Compito A ▸
Riscrivi in forma più concisa il paragrafo del testo sulla crisi energetica che comincia con «L’impatto della pandemia», conservandone i fatti principali.
Compito B ▸
Prosegui il testo sulla crisi energetica dal punto in cui si ferma.

Testo della pagina ▸
★ ★ ★ ★
L’impatto della pandemia ha lasciato il posto all’impatto dell’invasione russa in Ucraina, nell’immaginario collettivo, mentre famiglie e imprese sentono il peso del costo dell’energia, tema concretissimo che nasce dai grandi equilibri geopolitici e arriva in uffici, fabbriche e case di ogni italiano con tanto di forniture a rilento, termosifoni accesi o spenti, bollette da pagare.
Sullo sfondo, ma solo per una illusione ottica, il Pnrr che ha visto l’impegno serrato del governo Draghi, un esecutivo di larghe intese che da alcuni mesi, e a maggior ragione per i prossimi, vede le forze che lo sostengono correre su fronti contrapposti.
★ ★ ★ ★
Dati registrati ▸
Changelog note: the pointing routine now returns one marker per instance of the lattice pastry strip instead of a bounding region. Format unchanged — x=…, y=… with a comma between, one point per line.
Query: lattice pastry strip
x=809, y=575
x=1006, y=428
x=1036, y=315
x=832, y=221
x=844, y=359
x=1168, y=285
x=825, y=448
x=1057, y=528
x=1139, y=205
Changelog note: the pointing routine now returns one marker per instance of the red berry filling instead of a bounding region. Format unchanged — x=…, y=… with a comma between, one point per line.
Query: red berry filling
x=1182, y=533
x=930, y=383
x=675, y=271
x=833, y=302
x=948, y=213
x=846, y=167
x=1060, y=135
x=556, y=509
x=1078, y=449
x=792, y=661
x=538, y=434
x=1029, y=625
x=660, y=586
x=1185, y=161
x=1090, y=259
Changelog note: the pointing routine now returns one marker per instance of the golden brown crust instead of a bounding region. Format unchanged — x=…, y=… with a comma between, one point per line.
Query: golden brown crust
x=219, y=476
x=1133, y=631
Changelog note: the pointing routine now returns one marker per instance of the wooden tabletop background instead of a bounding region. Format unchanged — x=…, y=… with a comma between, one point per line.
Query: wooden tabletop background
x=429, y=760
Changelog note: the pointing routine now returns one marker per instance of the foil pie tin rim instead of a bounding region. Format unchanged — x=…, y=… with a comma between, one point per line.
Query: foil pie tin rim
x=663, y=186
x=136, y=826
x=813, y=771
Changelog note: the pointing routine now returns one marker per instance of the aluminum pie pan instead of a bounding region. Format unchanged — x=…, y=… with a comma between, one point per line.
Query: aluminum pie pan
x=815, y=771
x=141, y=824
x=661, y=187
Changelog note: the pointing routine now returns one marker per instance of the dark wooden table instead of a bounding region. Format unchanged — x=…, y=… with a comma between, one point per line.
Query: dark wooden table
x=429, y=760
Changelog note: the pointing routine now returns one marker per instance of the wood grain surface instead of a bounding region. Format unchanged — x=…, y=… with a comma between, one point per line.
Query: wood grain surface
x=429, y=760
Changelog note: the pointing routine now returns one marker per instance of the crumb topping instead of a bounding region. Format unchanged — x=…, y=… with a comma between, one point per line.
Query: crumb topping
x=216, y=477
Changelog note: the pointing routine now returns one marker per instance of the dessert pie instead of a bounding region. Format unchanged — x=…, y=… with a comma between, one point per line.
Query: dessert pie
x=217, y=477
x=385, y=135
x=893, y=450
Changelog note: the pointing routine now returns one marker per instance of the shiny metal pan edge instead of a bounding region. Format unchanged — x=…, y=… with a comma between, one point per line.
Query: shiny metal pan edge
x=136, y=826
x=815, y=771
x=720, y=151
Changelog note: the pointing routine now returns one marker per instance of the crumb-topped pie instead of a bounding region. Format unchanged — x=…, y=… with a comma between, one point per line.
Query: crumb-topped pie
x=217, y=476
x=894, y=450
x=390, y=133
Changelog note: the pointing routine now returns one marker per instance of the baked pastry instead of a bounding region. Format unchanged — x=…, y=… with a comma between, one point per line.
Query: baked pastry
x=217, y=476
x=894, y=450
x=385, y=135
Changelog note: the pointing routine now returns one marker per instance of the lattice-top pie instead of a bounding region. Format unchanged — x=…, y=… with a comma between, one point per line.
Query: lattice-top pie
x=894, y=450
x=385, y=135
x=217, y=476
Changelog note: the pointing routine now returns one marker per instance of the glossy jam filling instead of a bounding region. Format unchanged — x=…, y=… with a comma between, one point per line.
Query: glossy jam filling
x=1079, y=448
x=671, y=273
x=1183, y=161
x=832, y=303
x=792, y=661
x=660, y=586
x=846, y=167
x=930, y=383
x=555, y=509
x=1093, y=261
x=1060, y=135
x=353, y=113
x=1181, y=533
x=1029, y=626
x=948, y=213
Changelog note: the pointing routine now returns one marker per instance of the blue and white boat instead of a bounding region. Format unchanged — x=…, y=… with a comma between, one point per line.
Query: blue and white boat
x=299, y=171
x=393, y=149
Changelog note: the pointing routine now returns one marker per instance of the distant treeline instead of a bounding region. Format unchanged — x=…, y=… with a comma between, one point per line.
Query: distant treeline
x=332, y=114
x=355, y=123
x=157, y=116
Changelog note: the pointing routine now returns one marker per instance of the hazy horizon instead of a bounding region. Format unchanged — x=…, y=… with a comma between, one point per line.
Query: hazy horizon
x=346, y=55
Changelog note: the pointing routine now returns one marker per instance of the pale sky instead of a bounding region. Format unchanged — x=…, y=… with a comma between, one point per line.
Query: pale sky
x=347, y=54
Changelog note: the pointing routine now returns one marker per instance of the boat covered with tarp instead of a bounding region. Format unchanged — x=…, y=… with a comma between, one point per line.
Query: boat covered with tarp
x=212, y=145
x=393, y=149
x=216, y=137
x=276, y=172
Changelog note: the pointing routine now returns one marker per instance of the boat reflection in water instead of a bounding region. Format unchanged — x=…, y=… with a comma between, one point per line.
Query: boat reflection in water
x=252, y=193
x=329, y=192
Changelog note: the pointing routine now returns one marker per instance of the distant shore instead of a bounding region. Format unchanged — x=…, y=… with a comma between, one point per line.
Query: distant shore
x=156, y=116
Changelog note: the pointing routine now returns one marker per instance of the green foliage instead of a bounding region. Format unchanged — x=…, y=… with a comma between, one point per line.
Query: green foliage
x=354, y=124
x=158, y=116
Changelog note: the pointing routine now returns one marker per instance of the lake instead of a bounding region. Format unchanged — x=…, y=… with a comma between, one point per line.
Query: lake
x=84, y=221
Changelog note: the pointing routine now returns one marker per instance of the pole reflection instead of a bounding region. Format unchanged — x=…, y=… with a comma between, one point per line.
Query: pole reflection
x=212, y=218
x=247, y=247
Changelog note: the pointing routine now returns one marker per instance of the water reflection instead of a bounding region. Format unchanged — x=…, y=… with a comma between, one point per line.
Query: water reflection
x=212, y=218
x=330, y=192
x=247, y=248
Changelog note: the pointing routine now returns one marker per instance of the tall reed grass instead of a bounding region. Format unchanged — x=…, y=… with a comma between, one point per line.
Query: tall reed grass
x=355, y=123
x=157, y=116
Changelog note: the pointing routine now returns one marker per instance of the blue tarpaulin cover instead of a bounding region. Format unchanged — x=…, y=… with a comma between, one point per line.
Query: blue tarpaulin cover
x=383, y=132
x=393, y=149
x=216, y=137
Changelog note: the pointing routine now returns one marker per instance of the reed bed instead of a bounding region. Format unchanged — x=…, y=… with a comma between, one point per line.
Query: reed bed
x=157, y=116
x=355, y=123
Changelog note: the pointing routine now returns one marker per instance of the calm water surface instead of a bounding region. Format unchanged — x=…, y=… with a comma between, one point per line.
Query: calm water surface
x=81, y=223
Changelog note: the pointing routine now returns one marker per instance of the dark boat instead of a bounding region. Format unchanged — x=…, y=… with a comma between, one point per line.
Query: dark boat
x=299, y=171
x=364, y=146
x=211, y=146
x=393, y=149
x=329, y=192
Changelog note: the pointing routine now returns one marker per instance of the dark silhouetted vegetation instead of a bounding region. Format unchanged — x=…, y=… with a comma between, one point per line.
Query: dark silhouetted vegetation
★ ★ ★ ★
Risposta A ▸
Nell’immaginario collettivo l’impatto dell’invasione russa in Ucraina ha preso il posto di quello della pandemia. Intanto famiglie e imprese sentono il peso del costo dell’energia, un tema concreto che nasce dai grandi equilibri geopolitici. Arriva in uffici, fabbriche e case sotto forma di forniture a rilento, termosifoni accesi o spenti e bollette da pagare.

Risposta B ▸
Non solo un test per i territori
Altri 24 miliardi dovrebbero arrivare se entro il 30 giugno saranno rispettati i 45 obiettivi posti da Bruxelles, ma l’iter dei provvedimenti e’ spesso frenato dal braccio di ferro tra i partiti e spesso l’unica soluzione in mano al governo per rispettare i tempi serrati imposti dal Piano è porre la questione di fiducia. Senza dimenticare che le previsioni di un forte aumento del Pil vengono via via ridimensionate dalle ricadute economiche del conflitto ucraino.
L’election day del 12 giugno dunque servirà a eleggere i sindaci di quasi mille comuni, 26 capoluoghi di provincia e 4 capoluoghi di regione, a misurare se i referendum raggiungeranno il quorum necessario e nel caso a valutare le decisioni degli italiani sui cinque quesiti sulla giustizia. Ma soprattutto misureranno i rapporti di forza tra gli schieramenti e i partiti a pochi mesi dalla prova fondamentale delle prossime elezioni politiche.
Gli schieramenti lavorano su strategie e alleanze
Il centrodestra, che sconta ancora le frizioni nate durante l’elezione del presidente della Repubblica, si presenta compatto in quasi tutti i comuni (eccezion fatta nei capoluoghi di provincia per Viterbo, Parma, Catanzaro e Verona) ma sconta una divaricazione sul tema del conflitto in Ucraina.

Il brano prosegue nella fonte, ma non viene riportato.